Directions: Starting with the line that contains "Confirm every instance of the fighter" and continuing through the end of the rows below, rescale every line by multiplying each coordinate in the answers by 2.05 and rounding to the nearest whole number, with halves rounded up. Reproduce only those lines, requests included and unchanged, with all other numbers left as they are.

Extracted records:
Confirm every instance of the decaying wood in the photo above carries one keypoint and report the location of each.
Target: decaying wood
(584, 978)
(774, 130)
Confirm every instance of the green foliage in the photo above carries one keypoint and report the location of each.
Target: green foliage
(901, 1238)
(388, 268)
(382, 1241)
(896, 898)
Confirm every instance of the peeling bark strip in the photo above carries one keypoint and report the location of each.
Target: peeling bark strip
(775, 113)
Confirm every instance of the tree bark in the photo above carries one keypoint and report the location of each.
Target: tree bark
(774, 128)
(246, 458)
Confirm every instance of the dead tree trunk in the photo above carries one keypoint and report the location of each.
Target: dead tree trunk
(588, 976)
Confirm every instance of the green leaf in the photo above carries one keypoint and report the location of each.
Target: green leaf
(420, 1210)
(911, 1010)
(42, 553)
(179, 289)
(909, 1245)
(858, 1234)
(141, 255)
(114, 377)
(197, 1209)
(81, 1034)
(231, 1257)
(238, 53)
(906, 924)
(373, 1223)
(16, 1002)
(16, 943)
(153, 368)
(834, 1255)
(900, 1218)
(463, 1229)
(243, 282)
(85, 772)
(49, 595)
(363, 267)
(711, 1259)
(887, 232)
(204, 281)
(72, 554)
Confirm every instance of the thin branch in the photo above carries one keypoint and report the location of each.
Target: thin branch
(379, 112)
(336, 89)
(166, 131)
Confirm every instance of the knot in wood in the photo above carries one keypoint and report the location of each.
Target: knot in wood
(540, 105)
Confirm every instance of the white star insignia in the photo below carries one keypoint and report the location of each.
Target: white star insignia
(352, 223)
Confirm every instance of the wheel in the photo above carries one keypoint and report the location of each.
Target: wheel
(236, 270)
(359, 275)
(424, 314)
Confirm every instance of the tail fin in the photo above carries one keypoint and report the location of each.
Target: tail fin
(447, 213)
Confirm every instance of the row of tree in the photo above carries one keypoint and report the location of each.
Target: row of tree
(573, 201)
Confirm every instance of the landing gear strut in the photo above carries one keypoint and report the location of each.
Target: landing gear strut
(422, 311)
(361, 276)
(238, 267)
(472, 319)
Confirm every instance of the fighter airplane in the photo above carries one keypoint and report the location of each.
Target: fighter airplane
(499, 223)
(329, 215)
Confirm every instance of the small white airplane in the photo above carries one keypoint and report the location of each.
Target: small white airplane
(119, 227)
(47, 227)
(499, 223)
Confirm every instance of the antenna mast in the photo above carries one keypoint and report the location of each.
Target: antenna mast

Result:
Confirm every instance of the fighter airplane in the photo above carries one keypoint and report the location of each.
Target: fighter airplane
(1023, 457)
(674, 441)
Confirm every instance of the small white airplane in the photo above carries one keypoint and report the location of each.
Target: small white airplane
(244, 465)
(96, 465)
(1023, 457)
Confirm every instance of the antenna mast in the photo above carries one keypoint and report the location of each.
Target: antenna mast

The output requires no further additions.